■ Work order ■
Work out the count of lines in the entries below that include "pirate", and write only that count.

■ Data listing ■

BEGIN

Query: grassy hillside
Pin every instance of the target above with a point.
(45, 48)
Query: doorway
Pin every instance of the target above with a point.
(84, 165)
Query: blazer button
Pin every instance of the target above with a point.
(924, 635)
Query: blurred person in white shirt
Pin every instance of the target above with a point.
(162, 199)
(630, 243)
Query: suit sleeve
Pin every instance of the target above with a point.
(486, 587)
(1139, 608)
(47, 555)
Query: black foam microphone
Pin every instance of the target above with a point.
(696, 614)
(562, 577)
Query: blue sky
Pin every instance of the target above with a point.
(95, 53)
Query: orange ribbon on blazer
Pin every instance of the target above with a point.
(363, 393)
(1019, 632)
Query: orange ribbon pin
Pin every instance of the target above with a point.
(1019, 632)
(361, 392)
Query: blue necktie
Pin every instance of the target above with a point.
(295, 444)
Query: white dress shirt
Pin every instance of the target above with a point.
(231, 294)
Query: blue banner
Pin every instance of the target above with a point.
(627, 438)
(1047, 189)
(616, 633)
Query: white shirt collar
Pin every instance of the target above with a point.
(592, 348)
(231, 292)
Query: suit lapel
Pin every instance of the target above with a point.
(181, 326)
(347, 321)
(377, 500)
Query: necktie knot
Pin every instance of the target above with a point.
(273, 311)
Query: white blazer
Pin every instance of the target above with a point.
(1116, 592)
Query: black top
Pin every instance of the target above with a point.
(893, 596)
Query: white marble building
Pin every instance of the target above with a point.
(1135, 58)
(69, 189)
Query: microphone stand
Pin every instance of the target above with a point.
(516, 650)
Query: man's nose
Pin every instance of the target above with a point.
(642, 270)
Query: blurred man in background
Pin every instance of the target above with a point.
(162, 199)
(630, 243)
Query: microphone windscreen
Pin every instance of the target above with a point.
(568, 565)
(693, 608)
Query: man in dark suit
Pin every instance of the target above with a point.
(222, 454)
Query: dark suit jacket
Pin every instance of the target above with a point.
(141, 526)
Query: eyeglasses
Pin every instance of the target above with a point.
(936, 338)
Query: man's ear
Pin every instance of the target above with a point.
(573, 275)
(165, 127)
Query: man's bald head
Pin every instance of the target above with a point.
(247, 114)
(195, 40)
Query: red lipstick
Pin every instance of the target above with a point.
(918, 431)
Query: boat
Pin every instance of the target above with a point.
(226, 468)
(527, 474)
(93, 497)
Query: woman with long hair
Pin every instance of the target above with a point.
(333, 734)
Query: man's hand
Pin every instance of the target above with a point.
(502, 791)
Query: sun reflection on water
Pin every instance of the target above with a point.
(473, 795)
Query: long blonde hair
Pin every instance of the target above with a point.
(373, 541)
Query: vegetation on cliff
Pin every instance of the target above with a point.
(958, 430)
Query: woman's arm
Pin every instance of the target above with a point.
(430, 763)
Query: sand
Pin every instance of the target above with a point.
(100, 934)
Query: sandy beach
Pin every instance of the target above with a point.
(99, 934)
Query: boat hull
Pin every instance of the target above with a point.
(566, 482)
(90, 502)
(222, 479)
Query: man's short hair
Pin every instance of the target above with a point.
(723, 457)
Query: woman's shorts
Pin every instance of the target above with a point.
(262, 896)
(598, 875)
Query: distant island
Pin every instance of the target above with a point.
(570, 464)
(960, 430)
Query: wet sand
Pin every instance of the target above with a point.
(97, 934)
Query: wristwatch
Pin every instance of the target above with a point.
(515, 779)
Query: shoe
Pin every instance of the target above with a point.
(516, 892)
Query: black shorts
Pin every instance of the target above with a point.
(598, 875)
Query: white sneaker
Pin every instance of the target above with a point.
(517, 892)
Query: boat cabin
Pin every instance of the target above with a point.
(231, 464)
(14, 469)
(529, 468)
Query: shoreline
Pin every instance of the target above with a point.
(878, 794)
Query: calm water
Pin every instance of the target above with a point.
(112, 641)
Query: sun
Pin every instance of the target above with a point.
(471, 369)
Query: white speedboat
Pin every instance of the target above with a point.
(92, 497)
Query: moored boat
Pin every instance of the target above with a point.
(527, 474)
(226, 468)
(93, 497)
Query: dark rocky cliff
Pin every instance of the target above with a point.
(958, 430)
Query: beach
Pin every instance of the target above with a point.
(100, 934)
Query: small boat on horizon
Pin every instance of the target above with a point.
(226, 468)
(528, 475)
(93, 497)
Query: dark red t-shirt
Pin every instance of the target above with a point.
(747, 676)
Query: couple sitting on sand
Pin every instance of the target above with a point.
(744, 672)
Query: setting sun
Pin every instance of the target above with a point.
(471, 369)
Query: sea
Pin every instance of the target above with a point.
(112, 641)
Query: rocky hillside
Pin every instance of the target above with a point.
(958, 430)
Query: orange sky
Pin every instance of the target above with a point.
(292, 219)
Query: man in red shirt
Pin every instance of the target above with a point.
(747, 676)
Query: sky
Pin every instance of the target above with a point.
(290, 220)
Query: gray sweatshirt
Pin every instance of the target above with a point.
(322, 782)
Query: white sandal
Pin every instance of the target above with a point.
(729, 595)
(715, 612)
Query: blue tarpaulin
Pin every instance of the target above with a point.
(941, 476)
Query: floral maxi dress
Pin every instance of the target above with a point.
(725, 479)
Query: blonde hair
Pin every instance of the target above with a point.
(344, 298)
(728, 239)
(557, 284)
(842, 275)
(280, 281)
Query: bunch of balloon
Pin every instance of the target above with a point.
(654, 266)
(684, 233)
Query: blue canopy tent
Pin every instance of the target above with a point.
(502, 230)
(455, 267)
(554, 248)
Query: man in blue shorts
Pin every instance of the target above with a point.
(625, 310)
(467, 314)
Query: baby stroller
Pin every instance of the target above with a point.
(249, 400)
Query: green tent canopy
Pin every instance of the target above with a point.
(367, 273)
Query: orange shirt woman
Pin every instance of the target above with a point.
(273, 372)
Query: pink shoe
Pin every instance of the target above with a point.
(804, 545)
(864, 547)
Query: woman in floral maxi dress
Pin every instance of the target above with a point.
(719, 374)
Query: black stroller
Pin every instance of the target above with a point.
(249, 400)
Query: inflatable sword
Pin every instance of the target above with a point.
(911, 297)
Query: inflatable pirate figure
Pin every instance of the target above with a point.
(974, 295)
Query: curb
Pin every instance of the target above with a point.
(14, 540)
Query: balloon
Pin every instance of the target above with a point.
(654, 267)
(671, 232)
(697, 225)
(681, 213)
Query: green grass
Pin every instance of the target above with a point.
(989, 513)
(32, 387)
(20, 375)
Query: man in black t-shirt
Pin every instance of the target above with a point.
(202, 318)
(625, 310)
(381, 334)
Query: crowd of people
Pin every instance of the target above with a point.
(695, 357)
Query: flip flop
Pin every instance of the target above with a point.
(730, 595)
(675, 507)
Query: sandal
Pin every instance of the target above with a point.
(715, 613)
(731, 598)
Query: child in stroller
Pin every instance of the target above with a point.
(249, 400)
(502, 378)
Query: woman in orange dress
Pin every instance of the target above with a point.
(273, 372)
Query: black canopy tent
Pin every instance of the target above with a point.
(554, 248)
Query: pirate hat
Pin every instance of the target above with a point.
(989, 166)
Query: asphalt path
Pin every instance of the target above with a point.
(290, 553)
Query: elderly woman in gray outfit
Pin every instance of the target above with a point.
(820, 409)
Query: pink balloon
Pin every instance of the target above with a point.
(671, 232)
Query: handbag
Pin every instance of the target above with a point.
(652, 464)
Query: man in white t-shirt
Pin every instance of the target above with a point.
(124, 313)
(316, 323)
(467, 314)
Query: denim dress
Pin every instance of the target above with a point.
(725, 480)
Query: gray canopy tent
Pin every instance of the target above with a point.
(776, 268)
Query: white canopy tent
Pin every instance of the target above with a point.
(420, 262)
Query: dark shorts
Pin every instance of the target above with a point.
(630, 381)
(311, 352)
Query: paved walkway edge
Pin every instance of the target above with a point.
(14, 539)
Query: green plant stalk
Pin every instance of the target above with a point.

END

■ Answer below ■
2